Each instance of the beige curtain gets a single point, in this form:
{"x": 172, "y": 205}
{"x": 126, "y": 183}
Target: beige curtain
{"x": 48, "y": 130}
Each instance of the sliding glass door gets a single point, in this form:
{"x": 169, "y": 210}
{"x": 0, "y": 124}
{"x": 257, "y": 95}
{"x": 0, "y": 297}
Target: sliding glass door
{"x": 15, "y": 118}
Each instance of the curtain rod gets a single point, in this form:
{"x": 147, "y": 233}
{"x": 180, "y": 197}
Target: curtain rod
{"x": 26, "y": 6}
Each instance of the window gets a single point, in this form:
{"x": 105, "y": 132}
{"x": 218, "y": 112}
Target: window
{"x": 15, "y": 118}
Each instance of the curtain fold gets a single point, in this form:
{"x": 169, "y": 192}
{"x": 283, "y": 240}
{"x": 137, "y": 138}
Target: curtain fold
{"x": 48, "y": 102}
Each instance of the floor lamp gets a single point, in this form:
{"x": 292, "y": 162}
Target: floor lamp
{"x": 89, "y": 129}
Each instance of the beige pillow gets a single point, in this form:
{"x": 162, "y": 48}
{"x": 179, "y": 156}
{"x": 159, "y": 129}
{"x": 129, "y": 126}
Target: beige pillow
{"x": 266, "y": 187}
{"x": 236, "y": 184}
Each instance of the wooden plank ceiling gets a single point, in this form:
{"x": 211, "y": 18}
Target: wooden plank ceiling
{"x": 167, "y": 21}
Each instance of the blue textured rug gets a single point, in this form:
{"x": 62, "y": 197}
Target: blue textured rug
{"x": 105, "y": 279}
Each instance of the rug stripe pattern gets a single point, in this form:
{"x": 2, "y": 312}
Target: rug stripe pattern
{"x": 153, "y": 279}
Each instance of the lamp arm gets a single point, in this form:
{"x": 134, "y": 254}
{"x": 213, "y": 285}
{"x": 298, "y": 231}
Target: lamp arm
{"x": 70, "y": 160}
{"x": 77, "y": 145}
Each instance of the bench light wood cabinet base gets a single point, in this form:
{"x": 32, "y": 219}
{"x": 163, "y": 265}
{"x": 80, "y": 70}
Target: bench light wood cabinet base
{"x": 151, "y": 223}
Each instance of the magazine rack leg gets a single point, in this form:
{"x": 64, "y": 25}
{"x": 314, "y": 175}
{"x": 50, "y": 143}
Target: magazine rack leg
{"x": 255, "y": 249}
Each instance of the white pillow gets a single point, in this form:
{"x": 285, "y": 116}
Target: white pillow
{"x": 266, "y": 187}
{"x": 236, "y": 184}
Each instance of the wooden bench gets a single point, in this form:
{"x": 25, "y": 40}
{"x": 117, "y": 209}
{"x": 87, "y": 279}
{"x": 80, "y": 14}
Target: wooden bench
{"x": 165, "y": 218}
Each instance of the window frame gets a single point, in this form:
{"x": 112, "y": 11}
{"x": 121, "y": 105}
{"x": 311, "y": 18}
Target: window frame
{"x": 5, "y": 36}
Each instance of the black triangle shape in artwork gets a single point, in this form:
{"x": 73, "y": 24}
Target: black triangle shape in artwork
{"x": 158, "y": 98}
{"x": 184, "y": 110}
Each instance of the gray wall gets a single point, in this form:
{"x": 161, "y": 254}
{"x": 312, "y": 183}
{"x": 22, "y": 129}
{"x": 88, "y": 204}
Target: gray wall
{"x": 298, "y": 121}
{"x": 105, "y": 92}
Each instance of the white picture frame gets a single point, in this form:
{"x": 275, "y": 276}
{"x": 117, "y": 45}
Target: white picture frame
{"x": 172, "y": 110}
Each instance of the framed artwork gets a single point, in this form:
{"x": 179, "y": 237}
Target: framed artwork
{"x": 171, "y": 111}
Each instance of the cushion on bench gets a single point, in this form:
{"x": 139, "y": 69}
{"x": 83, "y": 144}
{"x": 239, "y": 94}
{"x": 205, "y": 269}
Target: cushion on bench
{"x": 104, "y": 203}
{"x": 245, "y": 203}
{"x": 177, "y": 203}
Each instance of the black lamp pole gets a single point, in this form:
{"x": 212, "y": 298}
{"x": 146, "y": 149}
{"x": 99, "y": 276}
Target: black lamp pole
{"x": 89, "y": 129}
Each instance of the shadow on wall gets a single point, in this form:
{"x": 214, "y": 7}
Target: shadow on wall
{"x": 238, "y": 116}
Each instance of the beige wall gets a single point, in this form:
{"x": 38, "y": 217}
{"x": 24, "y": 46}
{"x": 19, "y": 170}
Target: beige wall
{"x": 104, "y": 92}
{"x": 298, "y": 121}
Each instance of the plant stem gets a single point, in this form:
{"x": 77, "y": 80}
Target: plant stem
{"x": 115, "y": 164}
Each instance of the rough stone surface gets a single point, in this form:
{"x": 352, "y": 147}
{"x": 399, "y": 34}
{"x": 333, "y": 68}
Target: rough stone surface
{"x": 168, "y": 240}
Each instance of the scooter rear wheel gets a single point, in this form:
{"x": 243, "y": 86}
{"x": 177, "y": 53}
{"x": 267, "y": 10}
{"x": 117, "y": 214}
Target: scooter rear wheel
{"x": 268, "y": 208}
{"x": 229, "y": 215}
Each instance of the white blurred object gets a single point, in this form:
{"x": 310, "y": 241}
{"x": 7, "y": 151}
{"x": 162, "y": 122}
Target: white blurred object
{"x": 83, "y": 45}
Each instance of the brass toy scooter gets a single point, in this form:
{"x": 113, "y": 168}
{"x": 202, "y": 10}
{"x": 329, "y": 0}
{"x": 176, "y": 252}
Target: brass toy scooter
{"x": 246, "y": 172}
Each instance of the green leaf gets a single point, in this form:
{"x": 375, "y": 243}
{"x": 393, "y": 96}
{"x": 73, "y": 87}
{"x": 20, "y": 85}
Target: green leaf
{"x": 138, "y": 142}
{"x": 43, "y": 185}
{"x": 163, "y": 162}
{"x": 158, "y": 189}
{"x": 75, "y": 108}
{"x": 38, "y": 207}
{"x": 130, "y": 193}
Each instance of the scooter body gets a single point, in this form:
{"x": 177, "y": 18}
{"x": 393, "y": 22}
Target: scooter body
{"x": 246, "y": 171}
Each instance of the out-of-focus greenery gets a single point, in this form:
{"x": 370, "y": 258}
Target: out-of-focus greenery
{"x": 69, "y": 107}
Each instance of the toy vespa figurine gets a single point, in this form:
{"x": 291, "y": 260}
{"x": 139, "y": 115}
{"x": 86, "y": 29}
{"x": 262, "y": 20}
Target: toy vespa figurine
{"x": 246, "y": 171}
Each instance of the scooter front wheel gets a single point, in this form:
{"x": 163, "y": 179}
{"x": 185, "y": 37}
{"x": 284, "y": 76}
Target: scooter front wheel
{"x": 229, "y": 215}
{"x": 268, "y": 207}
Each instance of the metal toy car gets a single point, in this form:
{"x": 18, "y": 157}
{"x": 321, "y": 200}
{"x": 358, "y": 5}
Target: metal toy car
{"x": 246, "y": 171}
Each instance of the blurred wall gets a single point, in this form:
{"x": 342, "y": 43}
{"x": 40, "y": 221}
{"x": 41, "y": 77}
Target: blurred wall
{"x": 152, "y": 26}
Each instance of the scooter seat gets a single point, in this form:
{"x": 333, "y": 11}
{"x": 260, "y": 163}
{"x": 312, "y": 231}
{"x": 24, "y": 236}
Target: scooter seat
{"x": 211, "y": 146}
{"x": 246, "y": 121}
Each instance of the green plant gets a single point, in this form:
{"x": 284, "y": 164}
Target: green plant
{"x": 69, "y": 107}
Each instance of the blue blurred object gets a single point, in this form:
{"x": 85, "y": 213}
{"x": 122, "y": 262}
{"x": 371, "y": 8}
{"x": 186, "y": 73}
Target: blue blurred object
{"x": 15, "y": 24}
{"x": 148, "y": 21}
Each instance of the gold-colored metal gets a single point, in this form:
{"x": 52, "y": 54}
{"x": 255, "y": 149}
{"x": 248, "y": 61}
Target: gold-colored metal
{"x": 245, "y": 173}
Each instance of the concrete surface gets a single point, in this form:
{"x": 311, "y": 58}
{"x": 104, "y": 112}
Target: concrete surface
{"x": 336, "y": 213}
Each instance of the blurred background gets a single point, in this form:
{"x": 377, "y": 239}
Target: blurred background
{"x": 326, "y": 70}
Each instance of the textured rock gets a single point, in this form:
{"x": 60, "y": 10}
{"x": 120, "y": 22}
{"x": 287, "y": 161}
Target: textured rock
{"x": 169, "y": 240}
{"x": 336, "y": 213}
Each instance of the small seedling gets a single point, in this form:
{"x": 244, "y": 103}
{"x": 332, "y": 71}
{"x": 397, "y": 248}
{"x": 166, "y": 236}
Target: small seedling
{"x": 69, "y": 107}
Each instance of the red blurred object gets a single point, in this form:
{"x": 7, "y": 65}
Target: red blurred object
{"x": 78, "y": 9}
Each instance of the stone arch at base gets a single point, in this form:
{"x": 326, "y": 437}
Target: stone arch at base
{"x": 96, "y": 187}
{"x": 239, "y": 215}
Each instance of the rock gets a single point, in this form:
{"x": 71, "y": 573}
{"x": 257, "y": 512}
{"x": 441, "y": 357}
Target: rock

········

▶ [STATED GOAL]
Could you copy out, word for word, the part of the material that opens with the line containing "Each instance of the stone" and runs through the final line of the material?

▶ [EXERCISE OUTPUT]
Each instance of the stone arch at base gets a single point, in this form:
{"x": 326, "y": 437}
Target: stone arch at base
{"x": 96, "y": 187}
{"x": 239, "y": 215}
Each instance of the rock gets a single point, in this form:
{"x": 71, "y": 573}
{"x": 257, "y": 512}
{"x": 441, "y": 357}
Target: rock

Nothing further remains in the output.